READING TEXT ▸
◇ ◇ ◇ ◇

WR:  15I believe my understanding of poetry comes from a combination of my love of language, art, and music. I love language because it’s malleable. You can stretch it, warp it, bend it, even break it. I love to look for that moment when what makes sense sits on the verge of making no sense at all. I think poetry, like any other creative art, lives on that very thin line between sense and nonsense. I often feel as if prose, fiction or nonfiction, has to operate within given parameters, though there are plenty of prose writers who push the boundaries of these parameters. Poetry, in contrast, lives without such fixed edges. Certainly, if you work in fixed forms, you’re working within very clear, established parameters. Otherwise, the field is open. We each write what makes sense to us, and the more we write, the more sense we can make of the general incomprehensibility of life.

I’ve always been drawn to the visual and performing arts, and to music. I can’t really read music, but musician and composer friends tell me that my work has a sense of musicality to it, and I certainly have a lot of musically gifted people in my life. I don’t know if I’m a visual thinker because I love art, or I love art because I’m a visual thinker. In either case, visual art plays an important part in my poetry. I often write in the ekphrastic tradition, building poems around a scaffolding made from specific painting or dances or musical compositions. I look for what connects, and not for what separates, all art.

I do see myself, my work, as existing on a poetic continuum. I’ve always loved reading, and who I am as a writer now is the result of the influence of everything I’ve read up to this moment. Not all things are equal, and some forms and styles of writing have had a more profound impact on my writing than others. I find myself feeling both amused and perturbed when I encounter (usually younger) writers who say that they don’t read poetry because they don’t want someone else’s work to influence or even taint their own. Unless you’ve lived in complete isolation your whole life, have never read a word, your own work has been influenced by the work of others. I personally don’t know of any writers who are “pure” in this sense, and I’d bet I’ll never meet one. The history of literature is beautiful, and it’s a process of accrual, one layer or age building on top of the previous. In the end, you get a glorious pearl.

◇ ◇ ◇ ◇

SUPPLIED MATERIAL ▸
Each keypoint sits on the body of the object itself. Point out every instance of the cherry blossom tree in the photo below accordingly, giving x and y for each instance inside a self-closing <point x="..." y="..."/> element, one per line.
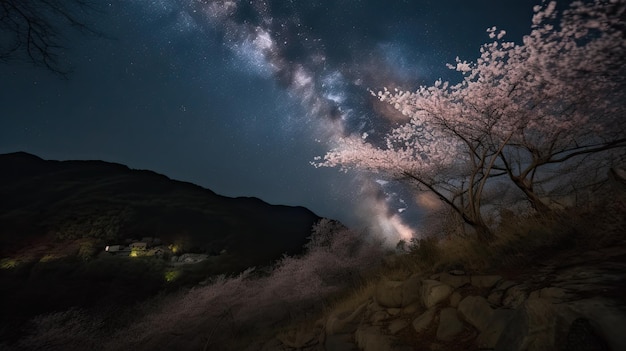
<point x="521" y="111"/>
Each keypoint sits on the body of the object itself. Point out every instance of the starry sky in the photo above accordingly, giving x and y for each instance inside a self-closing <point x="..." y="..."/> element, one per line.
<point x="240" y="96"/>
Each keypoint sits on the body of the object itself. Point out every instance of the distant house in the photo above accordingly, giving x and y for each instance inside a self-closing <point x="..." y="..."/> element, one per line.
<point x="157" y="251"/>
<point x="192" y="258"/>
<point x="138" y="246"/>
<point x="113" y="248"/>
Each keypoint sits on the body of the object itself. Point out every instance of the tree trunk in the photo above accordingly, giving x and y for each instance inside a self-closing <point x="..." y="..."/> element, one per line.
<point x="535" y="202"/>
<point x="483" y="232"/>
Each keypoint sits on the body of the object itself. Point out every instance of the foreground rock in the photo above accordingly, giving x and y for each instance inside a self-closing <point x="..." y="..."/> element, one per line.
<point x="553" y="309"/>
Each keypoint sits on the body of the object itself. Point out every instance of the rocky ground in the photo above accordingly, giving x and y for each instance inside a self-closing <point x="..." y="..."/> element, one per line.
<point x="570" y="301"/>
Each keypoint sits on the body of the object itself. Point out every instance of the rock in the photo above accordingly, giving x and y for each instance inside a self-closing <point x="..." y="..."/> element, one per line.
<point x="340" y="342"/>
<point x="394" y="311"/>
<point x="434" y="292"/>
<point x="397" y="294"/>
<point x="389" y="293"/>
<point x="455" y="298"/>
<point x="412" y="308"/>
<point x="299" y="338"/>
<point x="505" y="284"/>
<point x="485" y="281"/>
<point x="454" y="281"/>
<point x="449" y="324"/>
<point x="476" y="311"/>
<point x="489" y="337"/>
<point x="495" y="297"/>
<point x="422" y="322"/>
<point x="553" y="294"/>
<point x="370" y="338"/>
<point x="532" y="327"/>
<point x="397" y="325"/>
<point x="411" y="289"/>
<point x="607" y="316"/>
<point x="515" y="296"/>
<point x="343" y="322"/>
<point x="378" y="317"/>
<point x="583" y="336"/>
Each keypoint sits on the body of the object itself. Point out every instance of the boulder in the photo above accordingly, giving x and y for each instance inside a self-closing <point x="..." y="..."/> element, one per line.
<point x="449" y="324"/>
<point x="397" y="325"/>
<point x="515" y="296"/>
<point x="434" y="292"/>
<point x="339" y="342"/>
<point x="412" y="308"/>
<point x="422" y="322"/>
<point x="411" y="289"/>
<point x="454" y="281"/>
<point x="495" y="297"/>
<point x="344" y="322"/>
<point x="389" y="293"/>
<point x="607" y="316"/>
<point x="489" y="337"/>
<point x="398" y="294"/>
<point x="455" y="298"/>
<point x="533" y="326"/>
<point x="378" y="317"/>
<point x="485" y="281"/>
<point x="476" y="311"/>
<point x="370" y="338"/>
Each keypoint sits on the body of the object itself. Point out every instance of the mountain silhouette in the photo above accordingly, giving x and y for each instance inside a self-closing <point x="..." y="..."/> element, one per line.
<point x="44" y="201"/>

◇ ◇ ◇ ◇

SET OF TASKS ▸
1/ Answer these questions about the text on poetry.
(a) What three things does the speaker credit for their understanding of poetry?
(b) In which tradition does the speaker often write?
(c) What does the speaker say you get in the end from the process of accrual?
2/ Rewrite everything in the text on poetry from "I’ve always been drawn" down to "separates, all art.", swapping "scaffolding" for "framework".
The records were taken from a different source than the text.

TASK RESPONSES ▸
1/
(a) A combination of a love of language, art, and music.
(b) The ekphrastic tradition.
(c) A glorious pearl.

2/
I’ve always been drawn to the visual and performing arts, and to music. I can’t really read music, but musician and composer friends tell me that my work has a sense of musicality to it, and I certainly have a lot of musically gifted people in my life. I don’t know if I’m a visual thinker because I love art, or I love art because I’m a visual thinker. In either case, visual art plays an important part in my poetry. I often write in the ekphrastic tradition, building poems around a framework made from specific painting or dances or musical compositions. I look for what connects, and not for what separates, all art.